▶ _Document section_
☆ ☆ ☆ ☆ ☆

How it works
- 01
NNMT substrate-site inhibition
Neelakantan (2017, Biochem Pharmacol) and Neelakantan (2018, Biochem Pharmacol) characterized 5-Amino-1MQ as a substrate-site NNMT inhibitor. Using recombinant human NNMT with 50 µM SAM and 100 µM nicotinamide, the reported IC50 is ~1.2 µM. Selectivity counter-screens showed no inhibition of related SAM-dependent methyltransferases DNMT1 and PRMT3, nor of the NAD+ salvage enzymes NAMPT or SIRT1, at concentrations up to 600 µM. This isolates the downstream metabolic effects to NNMT blockade rather than confounding off-target effects.
- 02
Preservation of the NAD+ salvage pool
NNMT is the only enzyme that catabolizes nicotinamide to MNA; by inhibiting NNMT, 5-Amino-1MQ spares nicotinamide for NAMPT-catalyzed reconversion to nicotinamide mononucleotide and onward to NAD+. In 3T3-L1 adipocytes Neelakantan (2018) measured an MNA-suppression EC50 of ~2.3 µM with a concurrent rise in intracellular NAD+. The magnitude of NAD+ elevation in tissues beyond adipose has been less consistently quantified, and no human tissue NAD+ pharmacodynamic data has been published.
- 03
Adipocyte lipogenesis suppression
In differentiated 3T3-L1 adipocytes, 5-Amino-1MQ suppresses de novo lipogenesis with an EC50 near 30 µM (Neelakantan 2018) without measurable cytotoxicity at 10 µM for 24 h. The proposed chain is NNMT inhibition → nicotinamide and NAD+ preservation → restored NAD+-dependent sirtuin activity → reduced lipogenic gene expression and improved mitochondrial fuel oxidation. The in-vivo correlate is smaller adipocytes and reduced white-adipose mass in diet-induced-obese mice at 20 mg/kg subcutaneous dosing.
- 04
Skeletal-muscle regenerative signaling (preclinical)

☆ ☆ ☆ ☆ ☆

▶ _Task to carry out_
From the text on how 5-Amino-1MQ works, extract the passage starting with "How it works" and going on through "confounding off-target effects.". The items that come next are separate material, apart from the text on how 5-Amino-1MQ works.

▶ _Provided data_
☆ ☆ ☆ ☆ ☆

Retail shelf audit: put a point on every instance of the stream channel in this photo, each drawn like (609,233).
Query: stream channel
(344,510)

☆ ☆ ☆ ☆ ☆

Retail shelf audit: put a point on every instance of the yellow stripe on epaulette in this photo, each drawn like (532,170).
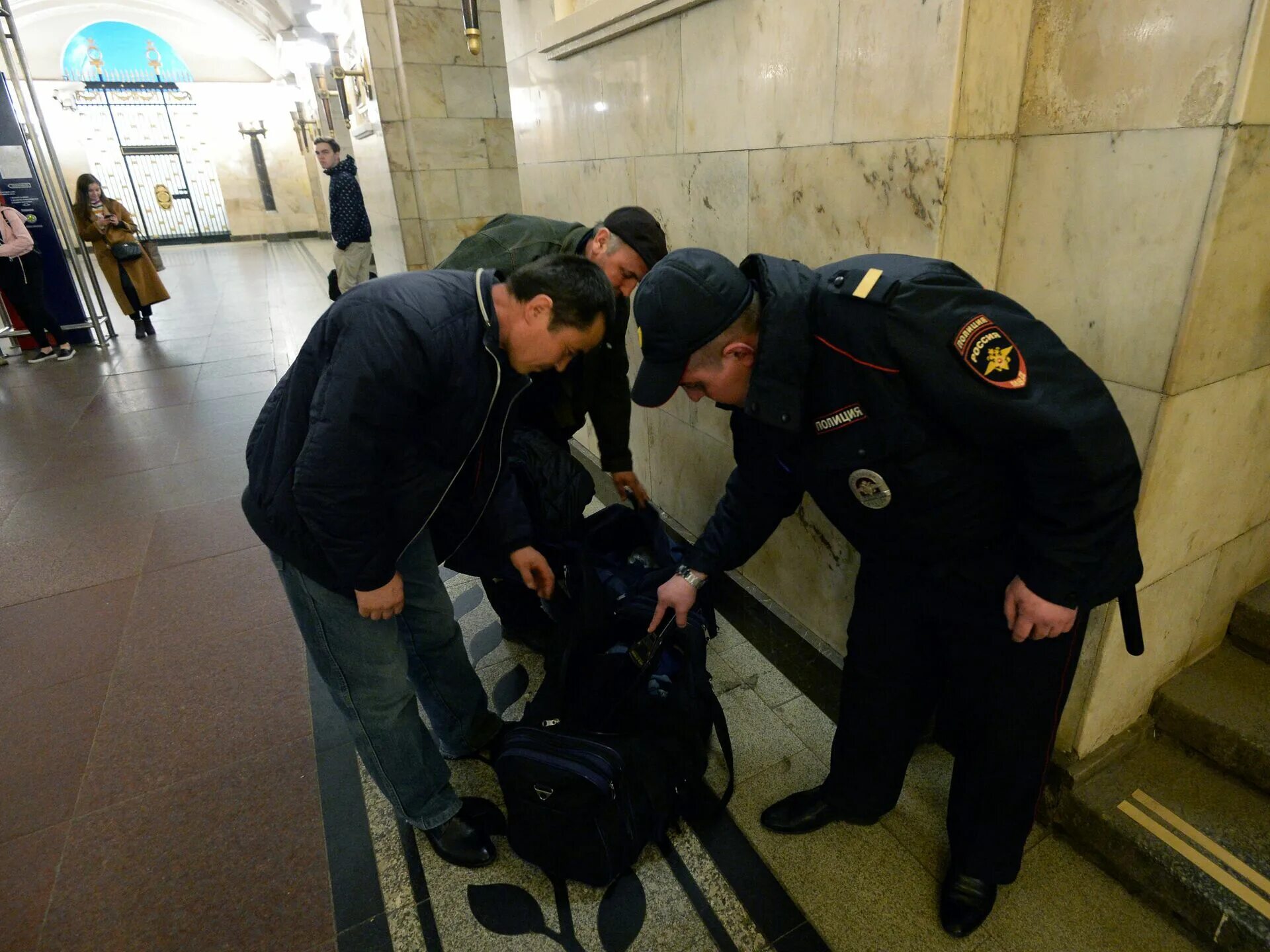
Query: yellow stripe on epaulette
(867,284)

☆ ☆ ☆ ☆ ☆

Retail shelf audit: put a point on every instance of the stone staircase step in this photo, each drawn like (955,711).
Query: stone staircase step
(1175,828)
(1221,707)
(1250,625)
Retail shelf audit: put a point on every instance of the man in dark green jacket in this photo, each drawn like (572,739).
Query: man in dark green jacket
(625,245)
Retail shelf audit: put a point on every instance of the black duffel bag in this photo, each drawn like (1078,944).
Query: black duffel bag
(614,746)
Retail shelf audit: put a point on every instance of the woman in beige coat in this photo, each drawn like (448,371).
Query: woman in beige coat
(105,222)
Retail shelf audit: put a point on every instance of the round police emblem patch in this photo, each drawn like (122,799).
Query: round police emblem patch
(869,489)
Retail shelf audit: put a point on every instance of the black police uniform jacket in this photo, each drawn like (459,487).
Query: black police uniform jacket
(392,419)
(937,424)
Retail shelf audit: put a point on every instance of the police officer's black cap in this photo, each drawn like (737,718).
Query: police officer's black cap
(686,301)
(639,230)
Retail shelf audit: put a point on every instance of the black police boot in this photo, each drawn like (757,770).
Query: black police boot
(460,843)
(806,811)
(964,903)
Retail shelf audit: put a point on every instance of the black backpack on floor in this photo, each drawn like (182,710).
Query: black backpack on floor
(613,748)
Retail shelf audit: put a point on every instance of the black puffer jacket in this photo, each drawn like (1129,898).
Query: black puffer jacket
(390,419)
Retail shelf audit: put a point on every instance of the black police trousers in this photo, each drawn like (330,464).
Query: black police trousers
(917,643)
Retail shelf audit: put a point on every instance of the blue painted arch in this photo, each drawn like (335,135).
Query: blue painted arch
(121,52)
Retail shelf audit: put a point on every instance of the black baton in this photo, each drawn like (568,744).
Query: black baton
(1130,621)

☆ ☆ ☆ ☆ ☆

▶ _Answer to this task_
How it works
- 01
NNMT substrate-site inhibition
Neelakantan (2017, Biochem Pharmacol) and Neelakantan (2018, Biochem Pharmacol) characterized 5-Amino-1MQ as a substrate-site NNMT inhibitor. Using recombinant human NNMT with 50 µM SAM and 100 µM nicotinamide, the reported IC50 is ~1.2 µM. Selectivity counter-screens showed no inhibition of related SAM-dependent methyltransferases DNMT1 and PRMT3, nor of the NAD+ salvage enzymes NAMPT or SIRT1, at concentrations up to 600 µM. This isolates the downstream metabolic effects to NNMT blockade rather than confounding off-target effects.